▶ Fragment tekstu:
·····
Skocz do zawartości
Części Nissana - iParts.pl

opinie o ASO


robert72k
 Udostępnij

Rekomendowane odpowiedzi

Bardzo proszę o opinie dotyczace jakości usług ASO. Szczególnie interesują mnie doświadczenia innych użytkowników Qashgaia ze stacjami w woj. pomorskim. Będę wdzięczny za opinie dot, ASO KMJ Kaszubowscy w Gdyni i PROMOTOR w Gdańsku. Za II przegląd gwarancyjny mam wubulić 1200 PLN więc chciałbym aby przegląd wykonano starannie.

Odnośnik do komentarza
Udostępnij na innych stronach

Kup sam wszystkie części i olej to zapłacisz mniej. Kolega przeniósł się do Promotora z KMJ i wynegocjował prawie połowę za przegląd (robocizna). KMJ ma opinie bardzo różne. W Promotorze robiłem na razie jedną rzecz bo była dużo tańsza. KMJ ogólnie jest droższy, ale nie wszystkie usługi mają w wyższych cenach. Dzwoń i porównuj.

Odnośnik do komentarza
Udostępnij na innych stronach

KMJ Gdańsk dla mnie to chamstwo i porażka - ja się z tym spotkałem przy zakupie auta, przy zamawianiu części i przy zgłaszaniu usterek

 

Promotor same odwrotne cechy przy ww.
·····
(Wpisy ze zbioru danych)

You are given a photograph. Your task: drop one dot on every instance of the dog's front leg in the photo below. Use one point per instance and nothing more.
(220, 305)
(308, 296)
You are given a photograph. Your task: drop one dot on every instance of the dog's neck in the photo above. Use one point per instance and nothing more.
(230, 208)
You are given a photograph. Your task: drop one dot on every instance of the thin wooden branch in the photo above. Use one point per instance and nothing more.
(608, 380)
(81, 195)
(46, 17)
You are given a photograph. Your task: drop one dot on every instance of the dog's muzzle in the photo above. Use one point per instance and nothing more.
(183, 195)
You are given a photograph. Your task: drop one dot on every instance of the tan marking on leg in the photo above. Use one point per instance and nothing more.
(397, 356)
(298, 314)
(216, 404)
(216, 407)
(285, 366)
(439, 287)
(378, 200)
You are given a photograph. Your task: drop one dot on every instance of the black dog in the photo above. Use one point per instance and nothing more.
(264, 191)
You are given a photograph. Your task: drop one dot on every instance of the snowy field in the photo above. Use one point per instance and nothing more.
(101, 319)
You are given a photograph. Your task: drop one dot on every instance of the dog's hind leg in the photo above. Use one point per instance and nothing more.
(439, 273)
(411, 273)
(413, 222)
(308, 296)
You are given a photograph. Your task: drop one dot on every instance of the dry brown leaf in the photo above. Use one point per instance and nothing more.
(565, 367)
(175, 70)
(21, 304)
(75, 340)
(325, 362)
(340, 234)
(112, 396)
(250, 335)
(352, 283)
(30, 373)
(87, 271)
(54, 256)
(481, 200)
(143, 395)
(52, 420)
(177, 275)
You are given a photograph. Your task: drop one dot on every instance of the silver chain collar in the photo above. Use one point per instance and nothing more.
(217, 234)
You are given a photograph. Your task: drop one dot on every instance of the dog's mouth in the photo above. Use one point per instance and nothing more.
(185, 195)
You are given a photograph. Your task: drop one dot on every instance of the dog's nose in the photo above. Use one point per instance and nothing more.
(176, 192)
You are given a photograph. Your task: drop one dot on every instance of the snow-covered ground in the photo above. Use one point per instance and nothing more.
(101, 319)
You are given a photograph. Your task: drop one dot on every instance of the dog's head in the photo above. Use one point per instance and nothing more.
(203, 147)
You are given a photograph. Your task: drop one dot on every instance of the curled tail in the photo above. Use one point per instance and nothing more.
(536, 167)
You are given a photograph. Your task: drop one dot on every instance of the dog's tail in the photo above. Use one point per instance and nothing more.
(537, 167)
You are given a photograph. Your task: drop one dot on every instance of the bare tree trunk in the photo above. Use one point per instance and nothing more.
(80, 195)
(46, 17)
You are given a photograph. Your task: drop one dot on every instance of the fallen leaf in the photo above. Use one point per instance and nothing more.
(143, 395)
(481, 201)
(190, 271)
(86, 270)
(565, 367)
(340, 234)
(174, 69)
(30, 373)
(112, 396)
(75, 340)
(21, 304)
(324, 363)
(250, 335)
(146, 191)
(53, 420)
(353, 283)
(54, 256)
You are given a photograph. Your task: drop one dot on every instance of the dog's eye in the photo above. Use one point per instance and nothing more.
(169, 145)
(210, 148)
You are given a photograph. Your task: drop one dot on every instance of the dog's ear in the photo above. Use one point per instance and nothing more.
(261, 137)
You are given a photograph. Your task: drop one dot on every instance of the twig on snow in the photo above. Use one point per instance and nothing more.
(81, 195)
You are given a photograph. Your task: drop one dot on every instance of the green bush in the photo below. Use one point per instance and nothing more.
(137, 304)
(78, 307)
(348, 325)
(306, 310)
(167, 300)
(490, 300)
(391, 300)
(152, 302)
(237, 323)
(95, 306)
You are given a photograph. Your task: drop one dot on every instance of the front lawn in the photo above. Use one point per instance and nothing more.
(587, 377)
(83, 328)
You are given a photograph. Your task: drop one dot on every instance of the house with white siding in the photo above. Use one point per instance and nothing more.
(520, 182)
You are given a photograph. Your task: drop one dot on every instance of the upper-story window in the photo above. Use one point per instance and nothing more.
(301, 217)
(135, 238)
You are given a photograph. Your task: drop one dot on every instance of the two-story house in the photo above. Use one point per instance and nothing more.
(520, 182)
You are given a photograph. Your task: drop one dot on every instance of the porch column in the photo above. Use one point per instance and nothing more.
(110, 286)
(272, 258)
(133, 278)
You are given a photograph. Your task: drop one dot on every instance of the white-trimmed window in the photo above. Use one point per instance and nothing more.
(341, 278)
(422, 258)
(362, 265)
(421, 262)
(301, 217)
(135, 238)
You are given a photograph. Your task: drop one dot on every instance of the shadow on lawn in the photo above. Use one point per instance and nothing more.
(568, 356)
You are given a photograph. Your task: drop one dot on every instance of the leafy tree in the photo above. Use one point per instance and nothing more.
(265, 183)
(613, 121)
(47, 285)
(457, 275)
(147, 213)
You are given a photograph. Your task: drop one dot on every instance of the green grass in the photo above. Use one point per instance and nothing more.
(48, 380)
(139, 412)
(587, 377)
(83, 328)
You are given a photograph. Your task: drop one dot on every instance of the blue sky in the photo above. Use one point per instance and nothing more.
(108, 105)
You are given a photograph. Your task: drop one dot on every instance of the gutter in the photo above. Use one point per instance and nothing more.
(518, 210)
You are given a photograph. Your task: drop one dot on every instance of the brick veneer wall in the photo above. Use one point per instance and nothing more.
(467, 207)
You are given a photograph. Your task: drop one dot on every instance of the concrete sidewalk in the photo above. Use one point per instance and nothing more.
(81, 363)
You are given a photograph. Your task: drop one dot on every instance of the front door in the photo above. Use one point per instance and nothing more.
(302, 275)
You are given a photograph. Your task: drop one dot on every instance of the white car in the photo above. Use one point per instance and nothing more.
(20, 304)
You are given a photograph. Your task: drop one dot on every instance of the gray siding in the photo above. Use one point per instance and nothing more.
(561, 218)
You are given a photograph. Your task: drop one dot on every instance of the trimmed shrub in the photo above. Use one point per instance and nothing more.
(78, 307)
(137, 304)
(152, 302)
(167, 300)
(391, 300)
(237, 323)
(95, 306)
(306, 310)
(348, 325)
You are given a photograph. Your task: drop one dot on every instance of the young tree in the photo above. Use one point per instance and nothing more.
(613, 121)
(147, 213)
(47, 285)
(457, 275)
·····
▶ Krótkie ćwiczenie:
Ile według pierwszego wpisu w wątku o opiniach o ASO ma kosztować drugi przegląd gwarancyjny?

▶ Wynik:
Drugi przegląd gwarancyjny ma kosztować 1200 PLN.